# Task goal
Where the string "like" occurs in a line of the entries below, copy that line.

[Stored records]
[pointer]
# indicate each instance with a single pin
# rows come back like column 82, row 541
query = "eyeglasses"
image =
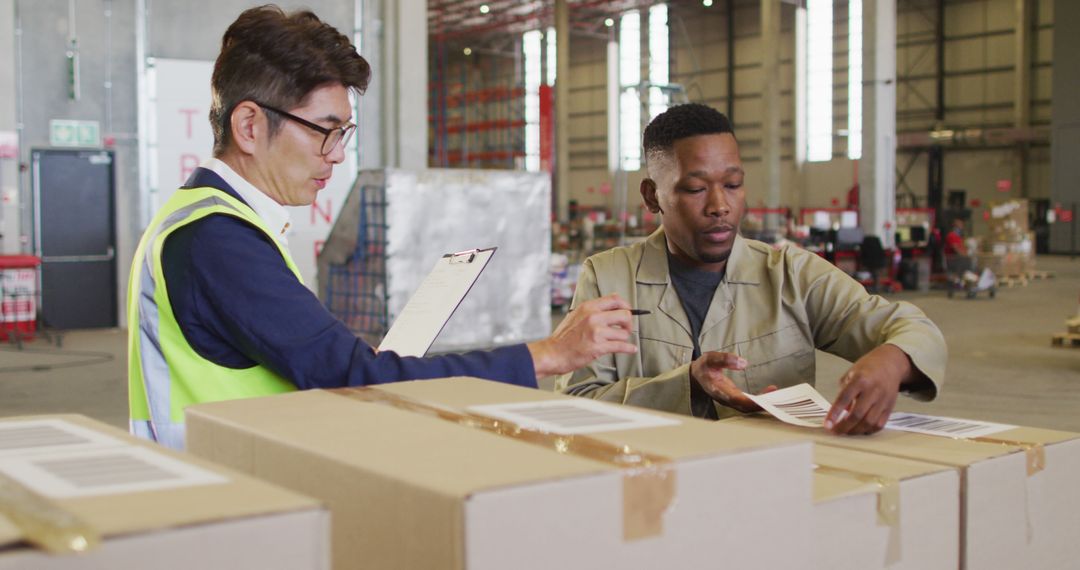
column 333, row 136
...
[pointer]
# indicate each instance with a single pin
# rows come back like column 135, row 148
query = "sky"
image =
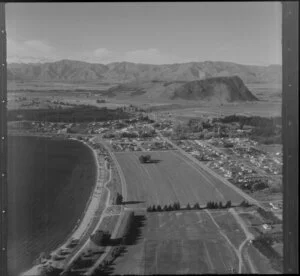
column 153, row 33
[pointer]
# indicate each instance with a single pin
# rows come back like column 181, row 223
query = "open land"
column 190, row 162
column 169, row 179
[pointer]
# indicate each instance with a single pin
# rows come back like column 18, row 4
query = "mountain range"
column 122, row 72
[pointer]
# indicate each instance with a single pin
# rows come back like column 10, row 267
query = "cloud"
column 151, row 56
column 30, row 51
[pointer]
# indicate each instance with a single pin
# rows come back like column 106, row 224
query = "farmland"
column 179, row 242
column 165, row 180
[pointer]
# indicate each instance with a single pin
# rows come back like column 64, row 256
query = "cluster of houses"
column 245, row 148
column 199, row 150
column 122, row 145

# Result below
# rows come back like column 82, row 541
# rows come back like column 135, row 148
# rows come back like column 181, row 223
# rows come back like column 18, row 4
# rows come back like column 10, row 267
# rows come back like column 106, row 224
# rows come back like column 64, row 256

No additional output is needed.